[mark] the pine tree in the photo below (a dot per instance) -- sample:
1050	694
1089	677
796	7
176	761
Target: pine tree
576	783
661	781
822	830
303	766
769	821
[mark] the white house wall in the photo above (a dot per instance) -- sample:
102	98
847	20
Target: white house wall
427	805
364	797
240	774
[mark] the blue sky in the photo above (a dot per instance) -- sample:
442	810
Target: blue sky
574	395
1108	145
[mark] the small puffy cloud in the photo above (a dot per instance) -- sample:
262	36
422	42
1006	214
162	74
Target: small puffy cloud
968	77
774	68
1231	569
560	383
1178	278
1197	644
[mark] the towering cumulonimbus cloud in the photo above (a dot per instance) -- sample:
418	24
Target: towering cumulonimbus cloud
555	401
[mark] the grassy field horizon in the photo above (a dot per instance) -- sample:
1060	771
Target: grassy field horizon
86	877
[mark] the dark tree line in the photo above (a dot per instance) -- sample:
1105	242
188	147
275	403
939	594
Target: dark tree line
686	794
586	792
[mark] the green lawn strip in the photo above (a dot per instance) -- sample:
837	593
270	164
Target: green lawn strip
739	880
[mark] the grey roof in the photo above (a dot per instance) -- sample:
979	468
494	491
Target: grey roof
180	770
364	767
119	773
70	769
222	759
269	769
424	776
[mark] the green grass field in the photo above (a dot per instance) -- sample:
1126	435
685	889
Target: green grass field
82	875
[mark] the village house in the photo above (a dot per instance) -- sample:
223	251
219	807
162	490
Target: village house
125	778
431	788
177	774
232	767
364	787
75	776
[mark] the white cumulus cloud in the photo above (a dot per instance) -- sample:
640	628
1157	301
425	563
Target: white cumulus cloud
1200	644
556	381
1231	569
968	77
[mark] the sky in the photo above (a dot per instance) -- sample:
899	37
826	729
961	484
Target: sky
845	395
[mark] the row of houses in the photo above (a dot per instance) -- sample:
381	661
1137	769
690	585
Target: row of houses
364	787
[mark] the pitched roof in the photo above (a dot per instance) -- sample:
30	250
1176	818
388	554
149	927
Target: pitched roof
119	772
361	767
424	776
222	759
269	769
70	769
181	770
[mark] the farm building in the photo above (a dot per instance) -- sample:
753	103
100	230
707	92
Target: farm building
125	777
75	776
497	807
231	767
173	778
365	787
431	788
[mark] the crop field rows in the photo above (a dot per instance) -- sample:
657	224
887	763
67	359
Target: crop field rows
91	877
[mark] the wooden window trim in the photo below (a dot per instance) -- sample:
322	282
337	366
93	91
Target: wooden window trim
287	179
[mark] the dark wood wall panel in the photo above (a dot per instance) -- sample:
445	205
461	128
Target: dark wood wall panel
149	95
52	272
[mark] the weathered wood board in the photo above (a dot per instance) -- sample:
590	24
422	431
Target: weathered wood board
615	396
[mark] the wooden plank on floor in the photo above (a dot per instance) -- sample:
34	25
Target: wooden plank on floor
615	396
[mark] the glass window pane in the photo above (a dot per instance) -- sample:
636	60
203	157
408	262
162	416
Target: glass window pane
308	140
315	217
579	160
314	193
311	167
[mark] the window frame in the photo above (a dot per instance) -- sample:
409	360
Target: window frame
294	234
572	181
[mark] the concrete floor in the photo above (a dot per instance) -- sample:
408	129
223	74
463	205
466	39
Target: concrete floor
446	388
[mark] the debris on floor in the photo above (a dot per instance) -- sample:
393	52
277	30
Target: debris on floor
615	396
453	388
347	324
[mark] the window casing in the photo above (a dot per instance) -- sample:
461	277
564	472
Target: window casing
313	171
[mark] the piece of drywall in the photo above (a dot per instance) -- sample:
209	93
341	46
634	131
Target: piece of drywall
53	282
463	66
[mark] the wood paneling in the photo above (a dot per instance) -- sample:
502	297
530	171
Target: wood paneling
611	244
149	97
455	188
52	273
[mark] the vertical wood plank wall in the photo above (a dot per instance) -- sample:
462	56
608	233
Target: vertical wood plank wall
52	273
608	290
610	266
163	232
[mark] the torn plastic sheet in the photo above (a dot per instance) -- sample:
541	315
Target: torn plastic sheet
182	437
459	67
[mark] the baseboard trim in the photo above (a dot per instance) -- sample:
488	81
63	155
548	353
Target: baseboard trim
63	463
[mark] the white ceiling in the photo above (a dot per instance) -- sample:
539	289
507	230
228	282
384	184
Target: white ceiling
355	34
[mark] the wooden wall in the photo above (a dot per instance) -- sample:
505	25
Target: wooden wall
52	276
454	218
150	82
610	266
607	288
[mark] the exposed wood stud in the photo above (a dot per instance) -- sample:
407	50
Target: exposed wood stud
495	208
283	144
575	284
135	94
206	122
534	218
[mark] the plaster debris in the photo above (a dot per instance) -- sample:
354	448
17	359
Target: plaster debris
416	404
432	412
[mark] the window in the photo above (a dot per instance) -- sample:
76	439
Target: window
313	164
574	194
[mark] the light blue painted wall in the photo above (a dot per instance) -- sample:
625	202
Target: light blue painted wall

-- -- --

YOUR OBJECTIVE:
Copy every line exactly. Leave nothing out.

FULL SOLUTION:
[mark] the pine tree in the photo below (a dot per instance) -- sample:
1050	694
1089	677
796	7
176	761
Target: pine tree
576	783
661	781
822	830
303	766
769	821
[mark] the white house wall in the photo above (a dot per instance) -- sample:
102	98
847	20
Target: white house wall
427	805
364	797
240	774
[mark] the blue sky in the photo above (a dot per instance) -- sample:
442	810
Target: blue sky
574	395
1108	145
[mark] the small puffy cloud in the photo above (a dot per instance) -- sample:
262	36
422	42
1006	214
162	74
Target: small puffy cloud
968	77
774	68
1231	569
560	383
1178	278
1197	644
[mark] the towering cumulonimbus cloud in the photo above (a dot per instance) -- sample:
418	24
Target: towering cumulonimbus cloud
555	401
[mark] the grassy field horizon in the photo above (a dot per instance) -- sample:
1060	771
Target: grassy field horizon
86	877
[mark] the dark tree line in the photo above (a dot per instance) -- sample:
1105	242
188	147
275	403
939	594
Target: dark tree line
686	794
586	792
[mark] the green lawn strip in the photo above (a dot per instance) -- sample:
837	593
270	164
Target: green lawn strip
739	880
[mark] the grey roof in the photo above (a dot per instance) -- sample:
979	468
494	491
Target: grey roof
180	770
364	767
119	773
70	769
222	759
269	769
424	776
[mark] the green grass field in the photo above (a dot per instance) -- sample:
1126	435
685	889
Target: green grass field
82	875
[mark] the village house in the photo above (a dot per instance) -- sample:
223	251
219	807
162	490
Target: village house
125	778
431	788
177	774
232	767
364	787
75	776
[mark] the white cumulus cloud in the photo above (a dot per instance) -- sample:
640	628
1157	301
425	563
Target: white cumulus cloud
1200	644
556	381
1231	569
968	77
[mark] the sky in the photo above (a dot per instance) -- sample:
899	37
826	729
961	484
Target: sky
845	395
[mark] the row of houses in the photo above (a dot per instance) -- sample:
381	661
1137	769
690	585
Target: row of houses
364	787
[mark] the pitched roof in the photo above (a dot per instance) -- sample:
30	250
1176	818
388	554
149	927
Target: pitched roof
119	772
361	767
424	776
222	759
269	769
70	769
181	770
[mark] the farm building in the photo above (a dot per instance) -- sample:
753	103
100	230
707	92
Target: farm building
125	777
75	776
497	807
231	767
173	778
365	787
431	788
[mark] the crop field rows in the photo above (a dot per instance) -- sample:
657	224
887	763
67	359
Target: crop field rows
91	877
[mark] the wooden window trim in the photo below (a dot per instance) -- sample:
322	282
337	366
93	91
Target: wooden window trim
287	179
[mark] the dark wood wall panel in the photo above (a dot per instance) -- sample:
445	205
461	128
Target: dark wood wall panel
149	95
52	272
[mark] the weathered wood board in the photo above (a dot per instance) -- sample:
590	24
422	431
Target: weathered wood board
615	396
[mark] the wooden plank on floor in the photo above (a dot per instance) -- sample:
34	25
Target: wooden plank on floor
615	396
[mark] the glass window pane in the photo above (a dot per instance) -- sample:
636	60
203	157
408	262
162	416
Target: glass window pane
308	140
315	217
579	160
314	193
311	167
[mark] the window frame in the photo above (a dot per instance) -- sample:
409	360
Target: window frame
294	234
572	181
[mark] the concrete floor in the photo above (a dot per instance) -- sample:
408	129
223	74
463	205
466	39
Target: concrete floor
446	388
[mark] the debris on floor in the photo above (a dot per instance) -- sample:
393	52
277	30
Target: debris on floor
615	396
453	388
347	324
[mark] the window casing in the photo above (a dot per instance) -- sample:
461	277
564	472
Target: window casing
313	171
[mark] the piece of drywall in the photo above (a dot per instance) -- sample:
209	93
341	46
634	131
Target: piece of drywall
53	282
463	66
[mark] the wood paneling in the photo above (a dot per instance) -- sample:
502	297
530	171
Target: wood paneling
611	244
149	97
455	188
52	273
[mark] the vertical wood plank wall in the photo above (a dot per instance) -- sample:
462	56
608	233
Target: vertical wood plank wall
52	273
608	290
610	266
163	232
[mark] the torn plastic sheet in the photo above (a dot per instance) -- sample:
541	315
Target: torn plastic sheet
182	437
459	67
[mark] the baseboard trim in the photo above (a dot per instance) -- sample:
488	81
63	155
548	353
Target: baseboard trim
63	463
[mark] the white ceiling in the photo above (a dot per instance) -- sample:
539	289
507	230
228	282
384	184
Target: white ceiling
355	34
[mark] the wooden wall in the photo above (a dot per instance) -- sample:
505	25
Target: wooden wall
52	276
454	218
150	82
610	266
607	288
[mark] the exposed wood stud in the photo above (a dot per instance) -- sample:
407	50
Target: exposed wood stud
495	208
283	144
575	284
135	94
206	122
534	218
[mark] the plaster debris in the photo above (a dot per instance) -- sample:
354	448
17	359
Target: plaster debris
416	404
432	412
[mark] the window in the photo above (a dot per instance) -- sample:
76	439
Target: window
313	164
574	194
[mark] the light blue painted wall in the photo above (a dot per instance) -- sample:
625	202
Target: light blue painted wall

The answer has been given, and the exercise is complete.